# Consigne A
Transcrivez le passage de l'extrait sur les eaux de la Russie qui va de « Dans le dernier » jusqu'à « leurs impacts environnementaux. » inclus.

# Extrait du texte
────

La Russie compte deux millions de lacs (étendues supérieures à 1 ha). Là encore, comme pour les cours d’eau, leur niveau est lié à la brutalité du climat continental. Là encore, ils forment un chemin d’hiver coutumier pour les cyclistes, automobilistes et camionneurs, la formation d’une banquise d’une cinquantaine de centimètres pouvant supporter des poids de 15 tonnes environ. La Russie est aussi, par excellence, le pays des zones humides, marais, marécages et autres sols tourbeux, ces zones allant jusqu’à couvrir plus de trois fois la superficie totale de la France. Depuis longtemps, les marais sont exploités en Russie et aujourd’hui, plusieurs centrales thermiques fonctionnent à la tourbe. N’oublions pas non plus qu’au « XVIIIè siècle, toute la construction de Saint-Pétersbourg se résuma à une lutte contre les marais du delta de la Néva. » (p. 157) Après de longues décennies marquées par l’assèchement des marais, la tendance est aujourd’hui au contraire à protéger ces zones humides.

Dans le dernier chapitre, l’auteur entend notamment montrer combien la Russie se préoccupe d’améliorer la situation écologique de ses eaux courantes et stagnantes. Il passe en revue les secteurs de la navigation, de l’énergie et de la pêche sous l’angle de leurs impacts environnementaux.
Le secteur du transport fluvial de marchandises a connu la crise la plus aiguë après la chute de l’URSS. Le trafic fluvial intérieur russe s’est effondré dans les années 1990 et la flotte vieillissante n’a pas été renouvelée pendant une quinzaine d’années. Le trafic routier a alors augmenté : « Ce sont des cohortes de camions qui longent les voies fluviales équipées, mais désormais inutilisées, dans la partie européenne. Cependant, la situation commence à changer, en particulier du fait de la réactivation voulue du corridor allant de la Baltique aux mers du sud. » (p. 174)
La Russie possède la plus grande flotte mondiale de navires rapides de passagers sur les eaux intérieures. Ce moyen de transport est pratique et, d’une certaine manière, écologique : par exemple, un hydroptère, le « Voskhod » (Soleil levant) est « utilisé pour effectuer toute la longueur du Baïkal, sur environ 600 km, afin de joindre Irkoutsk et Listvianka à la ville de Sévérobaïkalsk. […] Comme il n’existe aucune route longeant la côte occidentale du lac Baïkal, le gain de temps est considérable […]. Le gain écologique l’est aussi, puisque la distance est fortement raccourcie. Il faut ajouter que cela permet de n’envisager aucune construction de route sur tout le littoral ouest du Baïkal, préservant ainsi les multiples parcs naturels nationaux et réserves naturelles d’Etat qui y protègent le territoire.  » (pp. 182-183)

────

# Enregistrements d'annotation par coordonnées
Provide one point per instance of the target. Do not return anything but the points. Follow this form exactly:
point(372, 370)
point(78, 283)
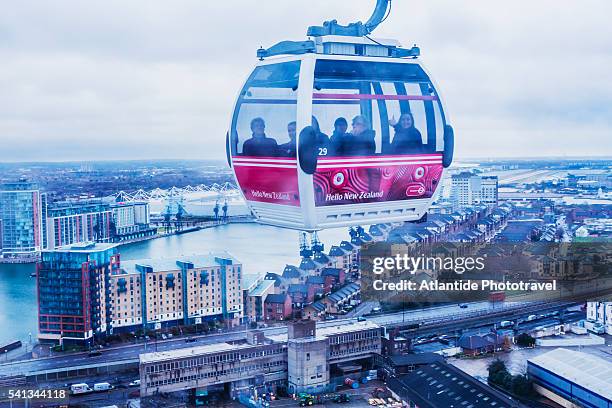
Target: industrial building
point(572, 378)
point(600, 312)
point(468, 189)
point(303, 360)
point(131, 220)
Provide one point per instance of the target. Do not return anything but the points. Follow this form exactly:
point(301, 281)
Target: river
point(260, 249)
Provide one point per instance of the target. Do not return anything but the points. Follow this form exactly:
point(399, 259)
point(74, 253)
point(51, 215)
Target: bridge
point(123, 358)
point(225, 189)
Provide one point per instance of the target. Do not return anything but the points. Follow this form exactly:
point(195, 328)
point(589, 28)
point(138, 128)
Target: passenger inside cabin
point(360, 142)
point(259, 144)
point(322, 140)
point(288, 149)
point(407, 138)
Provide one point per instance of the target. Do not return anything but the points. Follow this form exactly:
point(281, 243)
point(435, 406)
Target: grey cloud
point(141, 79)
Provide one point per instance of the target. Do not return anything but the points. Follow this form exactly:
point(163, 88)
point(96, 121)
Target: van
point(102, 387)
point(80, 388)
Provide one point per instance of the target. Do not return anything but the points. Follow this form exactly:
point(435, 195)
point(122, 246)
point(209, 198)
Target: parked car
point(103, 387)
point(80, 388)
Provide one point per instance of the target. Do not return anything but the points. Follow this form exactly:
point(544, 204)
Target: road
point(130, 353)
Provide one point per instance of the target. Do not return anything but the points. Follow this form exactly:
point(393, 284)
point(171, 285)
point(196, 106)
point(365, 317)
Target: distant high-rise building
point(131, 220)
point(600, 312)
point(72, 286)
point(21, 211)
point(469, 189)
point(77, 222)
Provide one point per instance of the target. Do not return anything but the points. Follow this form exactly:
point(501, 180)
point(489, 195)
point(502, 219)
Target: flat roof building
point(300, 359)
point(572, 378)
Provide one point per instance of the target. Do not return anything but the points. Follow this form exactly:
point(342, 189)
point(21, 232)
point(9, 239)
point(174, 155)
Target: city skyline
point(116, 82)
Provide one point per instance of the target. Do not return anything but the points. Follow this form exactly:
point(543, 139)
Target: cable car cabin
point(322, 141)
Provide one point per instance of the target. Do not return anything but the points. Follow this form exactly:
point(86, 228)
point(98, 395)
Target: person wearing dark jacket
point(288, 149)
point(322, 140)
point(407, 138)
point(360, 142)
point(259, 144)
point(339, 133)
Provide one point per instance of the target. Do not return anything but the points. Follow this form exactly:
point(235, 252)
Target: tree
point(499, 374)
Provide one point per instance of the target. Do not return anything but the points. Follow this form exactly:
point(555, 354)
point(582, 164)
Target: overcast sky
point(157, 79)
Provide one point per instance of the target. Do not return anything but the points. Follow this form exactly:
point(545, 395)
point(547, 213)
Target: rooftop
point(328, 331)
point(585, 370)
point(262, 287)
point(170, 264)
point(85, 247)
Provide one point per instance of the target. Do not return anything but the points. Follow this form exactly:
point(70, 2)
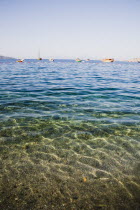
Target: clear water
point(69, 135)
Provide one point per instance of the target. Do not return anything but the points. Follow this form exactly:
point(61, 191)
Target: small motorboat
point(51, 59)
point(108, 60)
point(20, 61)
point(78, 60)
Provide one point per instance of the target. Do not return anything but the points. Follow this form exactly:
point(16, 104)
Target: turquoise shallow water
point(69, 135)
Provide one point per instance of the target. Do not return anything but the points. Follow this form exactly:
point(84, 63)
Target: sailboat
point(39, 58)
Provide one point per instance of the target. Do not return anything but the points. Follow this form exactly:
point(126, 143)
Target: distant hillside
point(5, 57)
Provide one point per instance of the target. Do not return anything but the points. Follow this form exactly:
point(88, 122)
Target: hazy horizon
point(92, 29)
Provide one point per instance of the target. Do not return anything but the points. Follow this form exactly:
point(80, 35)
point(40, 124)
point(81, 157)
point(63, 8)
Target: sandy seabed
point(60, 164)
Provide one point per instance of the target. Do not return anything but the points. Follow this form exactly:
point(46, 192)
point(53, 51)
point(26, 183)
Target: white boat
point(78, 60)
point(108, 60)
point(51, 59)
point(20, 61)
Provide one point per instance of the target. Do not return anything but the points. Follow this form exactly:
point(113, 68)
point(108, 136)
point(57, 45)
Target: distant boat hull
point(51, 59)
point(20, 61)
point(78, 60)
point(108, 60)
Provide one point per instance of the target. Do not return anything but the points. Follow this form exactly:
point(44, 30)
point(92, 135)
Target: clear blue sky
point(70, 28)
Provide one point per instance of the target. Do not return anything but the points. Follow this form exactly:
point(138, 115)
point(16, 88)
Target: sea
point(69, 135)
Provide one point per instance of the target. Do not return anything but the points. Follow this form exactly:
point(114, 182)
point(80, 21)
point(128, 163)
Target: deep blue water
point(73, 122)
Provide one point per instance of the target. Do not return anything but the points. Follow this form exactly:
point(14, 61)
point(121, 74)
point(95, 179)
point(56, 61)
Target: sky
point(92, 29)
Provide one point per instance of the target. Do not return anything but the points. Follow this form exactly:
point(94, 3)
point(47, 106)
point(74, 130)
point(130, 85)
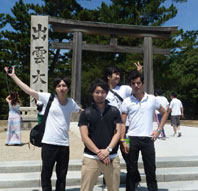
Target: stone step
point(167, 186)
point(32, 179)
point(75, 165)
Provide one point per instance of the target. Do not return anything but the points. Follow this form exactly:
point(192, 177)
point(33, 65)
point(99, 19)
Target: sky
point(186, 18)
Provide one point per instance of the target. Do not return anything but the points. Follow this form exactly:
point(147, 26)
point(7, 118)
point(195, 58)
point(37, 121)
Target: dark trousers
point(146, 146)
point(125, 157)
point(52, 154)
point(137, 174)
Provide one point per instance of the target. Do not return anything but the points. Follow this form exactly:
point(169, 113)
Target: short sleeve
point(157, 104)
point(118, 118)
point(83, 119)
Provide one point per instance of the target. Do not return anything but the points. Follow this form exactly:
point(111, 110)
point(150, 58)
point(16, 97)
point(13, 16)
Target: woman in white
point(55, 142)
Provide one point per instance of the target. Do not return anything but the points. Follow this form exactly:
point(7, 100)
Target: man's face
point(61, 88)
point(99, 95)
point(114, 78)
point(137, 86)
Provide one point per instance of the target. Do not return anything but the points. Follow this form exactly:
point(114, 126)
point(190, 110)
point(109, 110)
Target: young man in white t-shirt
point(55, 142)
point(177, 110)
point(140, 108)
point(116, 95)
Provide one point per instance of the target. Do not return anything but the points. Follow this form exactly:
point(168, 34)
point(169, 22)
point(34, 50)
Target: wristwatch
point(109, 149)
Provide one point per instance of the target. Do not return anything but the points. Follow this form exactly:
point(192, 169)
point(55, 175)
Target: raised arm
point(8, 99)
point(21, 84)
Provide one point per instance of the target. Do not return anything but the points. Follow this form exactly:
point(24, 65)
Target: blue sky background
point(186, 17)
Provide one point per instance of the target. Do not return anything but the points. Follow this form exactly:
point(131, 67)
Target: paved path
point(186, 145)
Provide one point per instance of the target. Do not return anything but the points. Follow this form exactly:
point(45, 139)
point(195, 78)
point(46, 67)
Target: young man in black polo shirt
point(100, 126)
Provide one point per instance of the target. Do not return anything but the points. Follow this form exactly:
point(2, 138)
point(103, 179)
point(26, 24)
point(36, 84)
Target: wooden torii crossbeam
point(97, 28)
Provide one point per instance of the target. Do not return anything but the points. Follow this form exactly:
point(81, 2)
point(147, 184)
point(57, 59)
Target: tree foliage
point(175, 72)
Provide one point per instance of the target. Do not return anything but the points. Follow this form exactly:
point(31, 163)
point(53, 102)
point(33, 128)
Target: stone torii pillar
point(148, 65)
point(39, 54)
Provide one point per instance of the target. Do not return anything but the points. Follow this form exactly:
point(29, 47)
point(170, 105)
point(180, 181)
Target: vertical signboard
point(39, 54)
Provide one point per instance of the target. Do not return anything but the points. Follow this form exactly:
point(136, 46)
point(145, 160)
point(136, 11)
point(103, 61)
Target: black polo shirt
point(101, 126)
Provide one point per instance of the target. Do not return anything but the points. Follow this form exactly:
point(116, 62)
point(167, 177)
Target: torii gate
point(39, 47)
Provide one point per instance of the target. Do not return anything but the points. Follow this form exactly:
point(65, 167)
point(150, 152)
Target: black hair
point(173, 94)
point(110, 70)
point(135, 74)
point(100, 83)
point(59, 79)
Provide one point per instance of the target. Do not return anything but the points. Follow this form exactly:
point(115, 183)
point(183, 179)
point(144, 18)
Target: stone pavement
point(169, 154)
point(186, 145)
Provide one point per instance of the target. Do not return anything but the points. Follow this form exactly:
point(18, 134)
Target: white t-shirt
point(163, 102)
point(140, 114)
point(58, 120)
point(175, 106)
point(123, 91)
point(43, 108)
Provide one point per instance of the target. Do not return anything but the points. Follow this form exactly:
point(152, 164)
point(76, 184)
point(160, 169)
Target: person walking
point(55, 142)
point(14, 120)
point(177, 111)
point(100, 126)
point(165, 104)
point(140, 108)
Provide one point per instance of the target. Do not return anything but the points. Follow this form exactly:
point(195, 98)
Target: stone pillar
point(76, 67)
point(148, 65)
point(39, 54)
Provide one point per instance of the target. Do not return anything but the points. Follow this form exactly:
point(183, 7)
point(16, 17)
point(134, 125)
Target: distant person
point(100, 126)
point(177, 111)
point(14, 120)
point(165, 104)
point(55, 142)
point(140, 108)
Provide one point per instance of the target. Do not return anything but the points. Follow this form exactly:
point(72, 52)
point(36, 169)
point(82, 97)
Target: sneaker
point(138, 187)
point(179, 135)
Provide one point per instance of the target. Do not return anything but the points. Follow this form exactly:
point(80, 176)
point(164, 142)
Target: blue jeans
point(52, 154)
point(146, 146)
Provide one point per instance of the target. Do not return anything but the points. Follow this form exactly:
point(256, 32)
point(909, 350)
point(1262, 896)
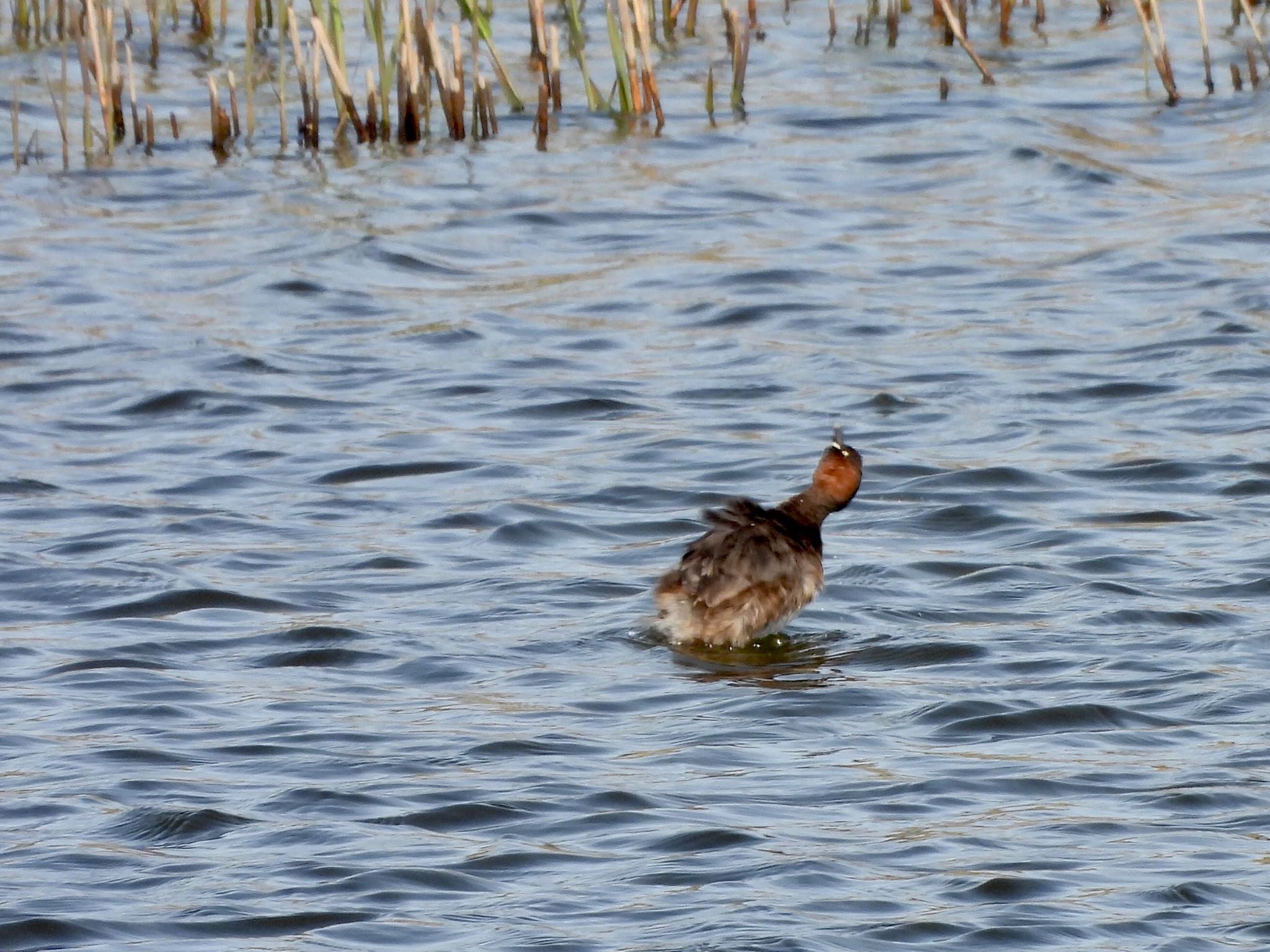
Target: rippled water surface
point(333, 490)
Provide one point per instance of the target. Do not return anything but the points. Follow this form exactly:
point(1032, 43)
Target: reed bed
point(426, 77)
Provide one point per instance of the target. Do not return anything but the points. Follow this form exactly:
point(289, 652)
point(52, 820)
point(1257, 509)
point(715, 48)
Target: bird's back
point(751, 571)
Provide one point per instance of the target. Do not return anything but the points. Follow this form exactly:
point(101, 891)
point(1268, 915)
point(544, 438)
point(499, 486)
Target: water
point(333, 490)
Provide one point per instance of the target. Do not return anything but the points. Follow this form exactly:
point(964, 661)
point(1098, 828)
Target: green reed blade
point(577, 41)
point(471, 12)
point(615, 41)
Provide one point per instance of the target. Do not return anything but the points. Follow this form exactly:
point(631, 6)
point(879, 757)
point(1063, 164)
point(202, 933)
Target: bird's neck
point(809, 508)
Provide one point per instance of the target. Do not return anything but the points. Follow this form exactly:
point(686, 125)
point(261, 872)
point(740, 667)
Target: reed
point(305, 131)
point(488, 95)
point(1256, 31)
point(98, 70)
point(690, 27)
point(249, 68)
point(14, 110)
point(456, 93)
point(739, 60)
point(338, 81)
point(956, 25)
point(538, 37)
point(373, 112)
point(314, 59)
point(1160, 56)
point(628, 32)
point(60, 112)
point(1203, 37)
point(625, 99)
point(540, 120)
point(375, 9)
point(281, 77)
point(554, 55)
point(133, 97)
point(577, 43)
point(220, 121)
point(648, 77)
point(230, 81)
point(153, 20)
point(470, 11)
point(113, 81)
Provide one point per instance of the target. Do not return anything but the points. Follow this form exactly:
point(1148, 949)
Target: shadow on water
point(778, 662)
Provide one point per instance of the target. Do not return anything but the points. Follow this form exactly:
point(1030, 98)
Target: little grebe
point(755, 569)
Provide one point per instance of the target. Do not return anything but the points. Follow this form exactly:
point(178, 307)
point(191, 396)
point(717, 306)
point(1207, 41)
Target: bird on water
point(756, 568)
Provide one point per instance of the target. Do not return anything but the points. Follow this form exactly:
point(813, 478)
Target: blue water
point(333, 490)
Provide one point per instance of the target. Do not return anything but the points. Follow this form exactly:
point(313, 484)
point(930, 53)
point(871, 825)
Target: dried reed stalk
point(538, 37)
point(113, 82)
point(624, 19)
point(230, 81)
point(577, 41)
point(540, 121)
point(375, 22)
point(739, 61)
point(133, 97)
point(373, 111)
point(220, 121)
point(458, 106)
point(1203, 36)
point(14, 108)
point(98, 70)
point(306, 122)
point(1156, 54)
point(314, 59)
point(956, 25)
point(648, 77)
point(60, 112)
point(153, 20)
point(281, 79)
point(249, 68)
point(554, 54)
point(488, 92)
point(625, 94)
point(471, 11)
point(1256, 32)
point(338, 81)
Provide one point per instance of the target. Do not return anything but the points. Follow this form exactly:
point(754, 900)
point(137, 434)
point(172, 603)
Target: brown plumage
point(756, 568)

────

# Consigne B
Combien de lignes des enregistrements contiennent la chaîne « blue » ? Donnez uniquement ce nombre.

# Résultat A
Dans le dernier chapitre, l’auteur entend notamment montrer combien la Russie se préoccupe d’améliorer la situation écologique de ses eaux courantes et stagnantes. Il passe en revue les secteurs de la navigation, de l’énergie et de la pêche sous l’angle de leurs impacts environnementaux.

# Résultat B
5